- Provided text -

· · · · ·

Being the daughter of two Haitian immigrants shapes not only how I move through the world, but how I come to this work as an immigration advocate. The choice my family made to come to this country charted the course of my future, because they saw the potential in America. They saw value in a country that was willing to give them an opportunity to start over. Like many immigrants, my family worked hard, studied harder, and built a foundation for me to be able to thrive in their new home. But we aren’t living in the US of late 1960s, where my grandmother chose to raise her children. In the last 30 years, our immigration system has undergone a shift that codifies bias and xenophobia, in the name of security and safety.

With the creation of the mega department, the Department of Homeland Security (DHS), immigration enforcement has its tentacles in all things. The need to protect the “homeland” has come right up against the bedrock of our contemporary immigration system, family reunification. Our story as Haitian Americans is rooted in family, with the majority of Haitian immigrants arriving to the US with a family member sponsoring them for a green card or vouching for them to receive a tourist visa. The rapid ability to sponsor a sibling, child, parent or spouse is what differentiates us from Canada and Western European models of migration policy. However, with each successive immigration policy change, adjudication manual revision or executive order, anti-immigrant advocates chip away at our family immigration system. For example, the recent public charge rule most impacts immigrants who are currently in the US, awaiting final adjudication of their conditional residence for their green card. The current expansion of the benefits deemed relevant for a public charge evaluation include food, housing, and medical assistance. With thousands of Haitian Temporary Protected Status (TPS) holders eligible for or awaiting their family petition, the new ruling puts their pathway to a permanent status in jeopardy. Not only is this public charge rule a threat to family-based immigration, it solidifies the argument that only wealthy “self-sufficient” immigrants are deserving of entrance or residence in this country.

Since the Immigration and Nationality Act of 1965 abolished the racist National Origins Formula quota system, each successive wave of immigrants has become browner and blacker as those from the Caribbean and Latin America were no longer excluded from emigrating to the US in large numbers. In 1966, my grandmother, like many Haitians, took advantage of this reform, which established our family-based immigration system’s focus on reunited immigrant families and attracting skilled labor of all kinds. For example, Haitians were able to get green cards based on their skills as mechanics, dressmakers, and students. As a result, Haitian Americans have become pivotal to South Florida’s culture, economy, and society. We are entrepreneurs, artists, cooks, doctors, taxi drivers, teachers, religious and community leaders.  

While previous generations of immigrants did not have to pass a wealth test, the 1990s brought new policies that focused on high-skill labor, the criminalization of immigrants, and bars to accessing the social safety net programs. Our over-criminalization of immigrants is the lasting legacy of the Illegal Immigration Reform and Immigrant Responsibility Act of 1996, which made more people deportable and made it easier to deport permanent residents, particularly black immigrants from the Caribbean. Since 1996, we have seen a dramatic increase in detention at places like the infamous Krome Detention Center, increases in workplace raids, and xenophobic policies regarding who is worthy of full rights and liberties in the US.

· · · · ·

- What needs to be done -
Repeat word for word the part of the essay on Haitian immigration between "While previous generations" and "liberties in the US.", inclusive. The listing that comes after this point is separate material and has no connection to the essay on Haitian immigration.

- Supplied records -
· · · · ·

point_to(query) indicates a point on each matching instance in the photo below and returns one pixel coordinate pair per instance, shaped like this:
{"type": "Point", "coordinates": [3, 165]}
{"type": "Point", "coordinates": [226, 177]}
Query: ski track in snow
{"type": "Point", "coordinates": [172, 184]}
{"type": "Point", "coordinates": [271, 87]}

· · · · ·

- Solved exercise -
While previous generations of immigrants did not have to pass a wealth test, the 1990s brought new policies that focused on high-skill labor, the criminalization of immigrants, and bars to accessing the social safety net programs. Our over-criminalization of immigrants is the lasting legacy of the Illegal Immigration Reform and Immigrant Responsibility Act of 1996, which made more people deportable and made it easier to deport permanent residents, particularly black immigrants from the Caribbean. Since 1996, we have seen a dramatic increase in detention at places like the infamous Krome Detention Center, increases in workplace raids, and xenophobic policies regarding who is worthy of full rights and liberties in the US.